Aufgabe A -
Wie viele Parameter haben die Vertriebsexperten laut dem Auszug aus ihrer Analyse herausgezogen?
Aufgabe B -
Geben Sie den Abschnitt des Auszugs zwischen „Pandemie schafft neue“ und „und weiterentwickeln müssen.“ einschließlich wieder und tauschen Sie dabei „Videokonferenzen“ gegen „Onlinemeetings“ aus.

Auszug -
------------

Winfried Küppers ist Leiter des vertriebsanalytischen Instituts der Steinbeis-Stiftung und beschäftigt sich in dieser Rolle damit, wie sich Vertrieb und Kundengewinnung aufgrund von Krisen verändern. Vorher hat er in der Wirtschaft Unternehmen in ihrer Vertriebsstrategie beraten.

Pandemie schafft neue Möglichkeiten für den Vertrieb

Mit der Coronapandemie habe sich die oberste Regel – es brauche im Vertrieb eine gute Verkäuferpersönlichkeit – schlagartig verändert. In der Pandemie war der persönliche Kundenkontakt eingeschränkt, die meisten Verkaufsgespräche liefen über Videokonferenzen ab. Das schaffe aber auch neue Möglichkeiten, erklärt Küppers. Digitale Angebote hätten neue Perspektiven bekommen, Geschäftsmodelle hätten sich gezwungenermaßen verändern und weiterentwickeln müssen.

Die Forschungsgruppe von Küppers bei der Steinbeis-Stiftung fand heraus, dass die Krisengewinner und -verlierer sich nicht anhand bestimmter Branchen bestimmen lassen. So hätten nicht alle Pharmaunternehmen gewonnen, andere Branchen hätten nicht gleichmäßig Verluste gemacht. Aus ihrer Analyse haben die Vertriebsexperten mehr als 50 Parameter herausgezogen, die zur Beratung von Vertriebsabteilungen in Firmen genutzt werden können.

------------

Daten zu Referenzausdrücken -
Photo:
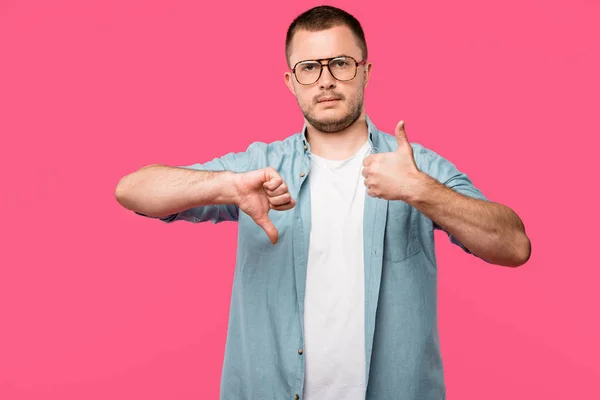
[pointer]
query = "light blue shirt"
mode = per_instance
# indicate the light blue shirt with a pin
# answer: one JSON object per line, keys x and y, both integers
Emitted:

------------

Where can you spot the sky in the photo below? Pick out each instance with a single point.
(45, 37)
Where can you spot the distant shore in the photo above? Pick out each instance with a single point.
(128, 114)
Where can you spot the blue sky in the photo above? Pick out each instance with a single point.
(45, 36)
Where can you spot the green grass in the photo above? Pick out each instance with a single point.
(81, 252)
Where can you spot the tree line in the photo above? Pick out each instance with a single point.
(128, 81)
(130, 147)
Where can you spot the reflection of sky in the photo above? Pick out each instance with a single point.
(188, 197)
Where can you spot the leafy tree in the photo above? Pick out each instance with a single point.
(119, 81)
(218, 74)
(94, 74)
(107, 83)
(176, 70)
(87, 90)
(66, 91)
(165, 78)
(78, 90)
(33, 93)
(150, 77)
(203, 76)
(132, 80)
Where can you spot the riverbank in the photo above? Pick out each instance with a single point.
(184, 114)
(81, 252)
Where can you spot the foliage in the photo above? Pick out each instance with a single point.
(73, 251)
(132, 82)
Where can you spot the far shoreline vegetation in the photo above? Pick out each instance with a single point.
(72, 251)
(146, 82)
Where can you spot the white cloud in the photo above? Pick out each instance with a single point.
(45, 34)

------------

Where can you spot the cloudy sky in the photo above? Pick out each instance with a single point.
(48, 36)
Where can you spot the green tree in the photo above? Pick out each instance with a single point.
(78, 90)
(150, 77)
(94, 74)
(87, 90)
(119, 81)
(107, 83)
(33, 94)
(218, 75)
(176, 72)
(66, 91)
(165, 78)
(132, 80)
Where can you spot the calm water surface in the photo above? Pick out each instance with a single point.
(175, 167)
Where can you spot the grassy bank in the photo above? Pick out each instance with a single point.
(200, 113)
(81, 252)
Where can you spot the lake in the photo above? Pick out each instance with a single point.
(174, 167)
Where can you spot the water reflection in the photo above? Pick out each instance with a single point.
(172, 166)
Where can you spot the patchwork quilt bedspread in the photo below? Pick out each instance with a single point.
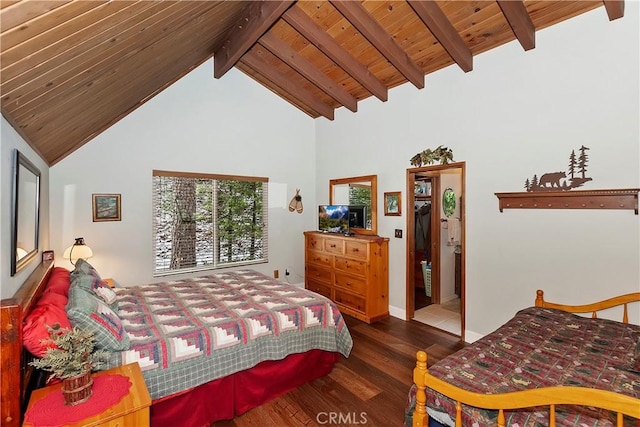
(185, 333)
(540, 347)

------------

Antwortbereich A -
Mehr als 50 Parameter.

Antwortbereich B -
Pandemie schafft neue Möglichkeiten für den Vertrieb

Mit der Coronapandemie habe sich die oberste Regel – es brauche im Vertrieb eine gute Verkäuferpersönlichkeit – schlagartig verändert. In der Pandemie war der persönliche Kundenkontakt eingeschränkt, die meisten Verkaufsgespräche liefen über Onlinemeetings ab. Das schaffe aber auch neue Möglichkeiten, erklärt Küppers. Digitale Angebote hätten neue Perspektiven bekommen, Geschäftsmodelle hätten sich gezwungenermaßen verändern und weiterentwickeln müssen.